◆ **提供テキスト**
---

【1月17日 AFP】男子テニス、世界ランキング1位に立つノバク・ジョコビッチ(Novak Djokovic)のビザ(査証)が、全豪オープン(Australian Open Tennis Tournament 2022)開幕前夜の16日に取り消されたことを受け、同選手の出身国セルビアの指導者やスポーツ団体がオーストラリア当局を一斉に非難した。

 セルビアのアレクサンダル・ブチッチ(Aleksandar Vucic)大統領は「恥ずべきだ」とオーストラリアを批判。同国五輪委員会(OKS)は「スキャンダラス」な決定だと断じ、各方面からジョコビッチを国外退去とした豪裁判所を非難する声が上がった。

 ブチッチ大統領は地元メディアに対し「彼らはこの決定で、この10日間の不当な扱いでジョコビッチに恥をかかせたと思っているかもしれないが、恥をかいたのは彼ら自身だ。ジョコビッチは胸を張って帰国することができる」と話した。

---

◆ **提供資料**
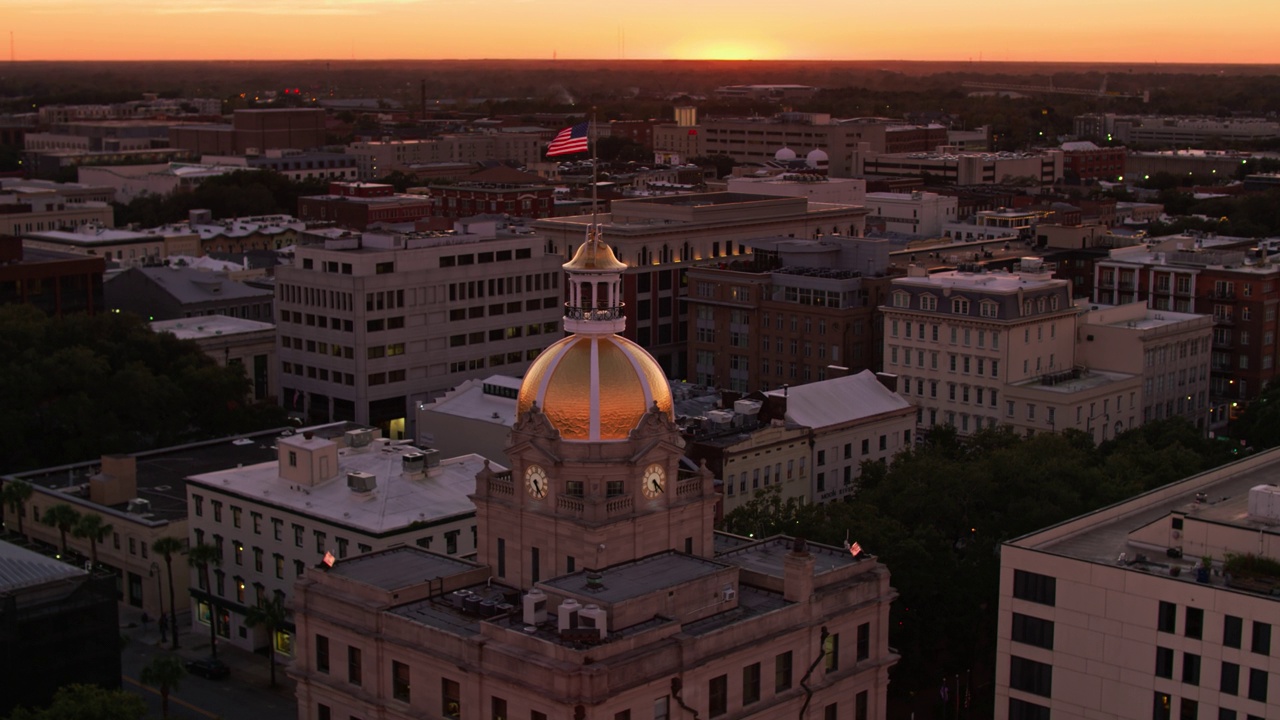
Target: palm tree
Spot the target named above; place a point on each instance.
(163, 673)
(94, 529)
(14, 495)
(62, 516)
(270, 615)
(168, 547)
(201, 557)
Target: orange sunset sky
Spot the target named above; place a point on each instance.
(1137, 31)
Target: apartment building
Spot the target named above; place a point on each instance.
(379, 158)
(977, 350)
(332, 492)
(851, 419)
(142, 497)
(795, 309)
(600, 588)
(659, 238)
(373, 324)
(1170, 351)
(1238, 288)
(1160, 606)
(758, 140)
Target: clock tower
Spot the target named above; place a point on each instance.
(595, 452)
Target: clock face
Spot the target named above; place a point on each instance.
(654, 481)
(535, 482)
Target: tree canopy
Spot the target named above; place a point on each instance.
(938, 514)
(83, 386)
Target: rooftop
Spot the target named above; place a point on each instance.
(163, 473)
(398, 566)
(21, 568)
(1217, 496)
(839, 400)
(641, 577)
(398, 500)
(209, 326)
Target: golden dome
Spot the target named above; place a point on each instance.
(595, 255)
(594, 387)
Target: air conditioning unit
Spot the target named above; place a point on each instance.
(566, 615)
(362, 437)
(595, 618)
(361, 482)
(534, 605)
(412, 463)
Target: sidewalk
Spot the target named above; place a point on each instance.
(247, 668)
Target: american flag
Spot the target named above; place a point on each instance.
(568, 141)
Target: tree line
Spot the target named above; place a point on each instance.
(938, 514)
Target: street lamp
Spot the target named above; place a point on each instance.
(155, 573)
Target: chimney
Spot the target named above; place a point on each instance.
(798, 573)
(117, 482)
(887, 379)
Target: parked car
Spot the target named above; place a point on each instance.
(209, 668)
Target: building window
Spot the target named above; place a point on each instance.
(1229, 680)
(451, 698)
(1165, 662)
(1257, 684)
(1261, 643)
(752, 683)
(355, 674)
(717, 695)
(1023, 710)
(1194, 623)
(321, 654)
(1168, 618)
(1191, 669)
(782, 671)
(1031, 677)
(1034, 587)
(1033, 630)
(400, 680)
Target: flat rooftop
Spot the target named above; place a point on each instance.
(398, 568)
(397, 501)
(163, 473)
(209, 326)
(1216, 496)
(639, 578)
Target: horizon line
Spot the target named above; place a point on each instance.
(615, 60)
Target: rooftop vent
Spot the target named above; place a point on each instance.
(361, 482)
(412, 463)
(360, 438)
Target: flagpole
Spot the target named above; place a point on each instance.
(590, 133)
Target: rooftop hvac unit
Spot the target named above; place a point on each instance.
(360, 438)
(412, 463)
(566, 616)
(433, 458)
(593, 616)
(534, 607)
(361, 482)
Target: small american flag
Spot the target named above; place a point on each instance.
(568, 141)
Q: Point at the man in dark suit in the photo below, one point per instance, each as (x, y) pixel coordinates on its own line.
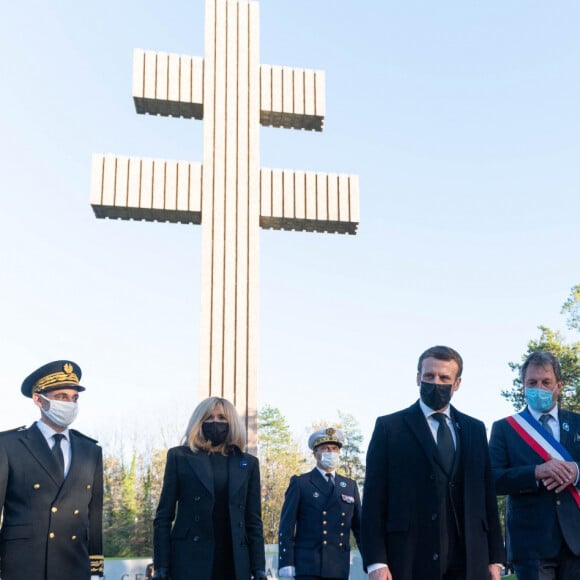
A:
(51, 487)
(429, 507)
(320, 510)
(535, 457)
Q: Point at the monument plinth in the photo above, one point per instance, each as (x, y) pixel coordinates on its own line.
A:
(228, 194)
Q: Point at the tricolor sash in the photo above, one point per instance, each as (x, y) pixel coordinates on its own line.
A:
(541, 442)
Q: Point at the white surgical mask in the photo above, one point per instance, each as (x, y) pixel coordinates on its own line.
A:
(61, 413)
(329, 460)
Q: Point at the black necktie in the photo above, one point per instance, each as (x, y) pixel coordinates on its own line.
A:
(445, 442)
(545, 421)
(57, 451)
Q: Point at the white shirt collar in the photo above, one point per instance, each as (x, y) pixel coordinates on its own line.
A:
(48, 431)
(427, 411)
(325, 472)
(552, 412)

---

◆ **指示文 A**
提供テキストによると、ジョコビッチのビザが取り消されたのはいつか。
◆ **指示文 B**
提供テキストの次の文を英語に訳してください。「男子テニス、世界ランキング1位に立つノバク・ジョコビッチ(Novak Djokovic)のビザ(査証)が、全豪オープン(Australian Open Tennis Tournament 2022)開幕前夜の16日に取り消されたことを受け、同選手の出身国セルビアの指導者やスポーツ団体がオーストラリア当局を一斉に非難した。」
◆ **指示文 C**
提供テキストを2文で要約せよ。

◆ **解答 A**
全豪オープン開幕前夜の16日。

◆ **解答 B**
After the visa of Novak Djokovic, the world No. 1 in men's tennis, was canceled on the 16th, the eve of the Australian Open Tennis Tournament 2022, leaders and sports organizations in his home country of Serbia joined in condemning the Australian authorities.

◆ **解答 C**
全豪オープン開幕前夜の16日にジョコビッチのビザが取り消されたことを受け、出身国セルビアの指導者やスポーツ団体がオーストラリア当局を一斉に非難した。ブチッチ大統領は「恥ずべきだ」と批判し、恥をかいたのはオーストラリア側であり、ジョコビッチは胸を張って帰国できると述べた。